Набор упражнений:
a. Ответьте по фрагменту беседы о Маннергейме на три вопроса:
(i) Сколько дней длилась Советско-финская война, по словам Мединского?
(ii) Чьё марионеточное правительство было создано в Терийоки?
(iii) Сколько шведов, по словам Мединского, воевало на стороне финнов?
b. Выведите без изменений отрывок из фрагмента беседы о Маннергейме. Начните со слов "НИКИФОРОВ: Главный белогвардеец, да." и остановитесь после слов "за генерала Франко.".

Выдержка из источника:
——
МЕДИНСКИЙ: Ну, это у нас некая, знаете, посткоммунистическая идеализация. То есть, идея такая: коль Маннергейм был царским гвардейским офицером, значит, он был порядочным человеком. А как порядочный человек, он не мог желать зла своему родному городу Санкт-Петербургу. Вот такое у нас иллюзорное представление. Он ведь ещё и с Колчаком переписывался. А Колчак вообще святой человек, как мы знаем! Святой человек. Не принял помощь от Маннергейма в своё время.

НИКИФОРОВ: Нет, это всё мифологизация.

МЕДИНСКИЙ: Давайте здесь сделаем небольшую паузу. И к тому, как развивались события в этой 100-дневной Советско-финской войне, и были ли там такие потери, о которых потом на каждом углу кричали наши демократы-либералы – об этом поговорим буквально через несколько минут.



(Реклама)



МЕДИНСКИЙ: «Линия Маннергейма», Юрий. «Линия Маннергейма» так называется потому, что Маннергейм ей защищал, или он её проектировал, или он её придумал? Вот та самая, об которую разбилось наступление советских войск зимой 40-го года.

НИКИФОРОВ: Создание этих укреплений было связано с именем маршала Маннергейма. А чьим именем ещё им было её называть, и нашим? Потому что Маннергейм для нас и для финнов был неким символом именно вот этой финской военщины для нашей пропаганды, символом финской военщины, которая собирается против нас выступить. Тем более, что наша пропаганда представляла это дело так на начальном этапе войны, что якобы в Финляндии продолжается какое-то противостояние между белыми финнами и красными финнами. Было создано правительство в Терийоки, марионеточное правительство Отто Куусинена. И советское правительство совершенно неудачно пыталось разыграть эту карту. Дескать, мы не воюем с финским народом, мы воюем с этими белофиннами и главным воплощением зла является вот этот самый Маннергейм.

МЕДИНСКИЙ: Главный белогвардеец.

НИКИФОРОВ: Главный белогвардеец, да. Тем более что его как раз было удачно связать, потому что его имя было связано со становлением независимой Финляндии, царский генерал...

МЕДИНСКИЙ: А там ведь ещё на сторону финнов пришли воевать настоящие белогвардейцы, из тех, которые воевали ещё в Испании за генерала Франко.

НИКИФОРОВ: Да, это была малочисленная группа, они пытались создать какие-то части тоже из советских военнопленных. Пытались их завербовать, и создать впечатление, что наши пленные чуть ли не все поголовно готовы воевать против кровавого сталинского режима. Но эта попытка так же у них провалилась, как попытка наших создать какое-то альтернативное правительство в Терийоки, красное финское правительство.

МЕДИНСКИЙ: Но там был шведский экспедиционный корпус, я знаю, в Финляндии. Тысяч десять шведов воевало на стороне финнов.
——
Предоставленные данные:

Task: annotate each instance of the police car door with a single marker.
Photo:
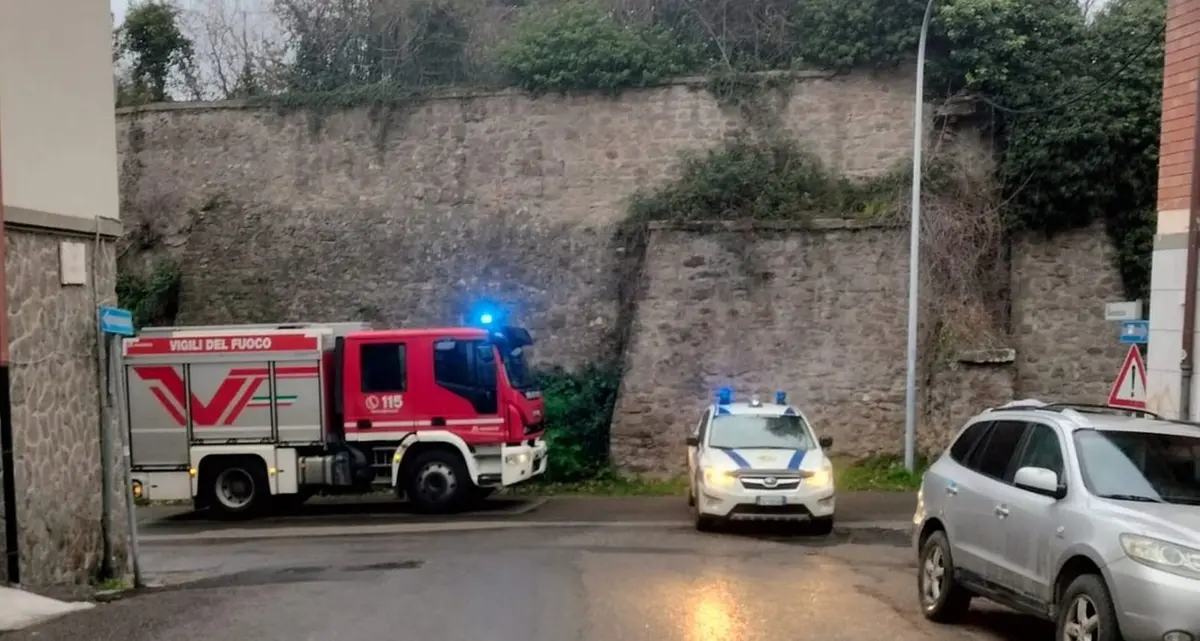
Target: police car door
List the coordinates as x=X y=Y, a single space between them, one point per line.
——
Ответы по заданиям:
a.
(i) 100 дней.
(ii) Отто Куусинена.
(iii) Тысяч десять.

b.
НИКИФОРОВ: Главный белогвардеец, да. Тем более что его как раз было удачно связать, потому что его имя было связано со становлением независимой Финляндии, царский генерал...

МЕДИНСКИЙ: А там ведь ещё на сторону финнов пришли воевать настоящие белогвардейцы, из тех, которые воевали ещё в Испании за генерала Франко.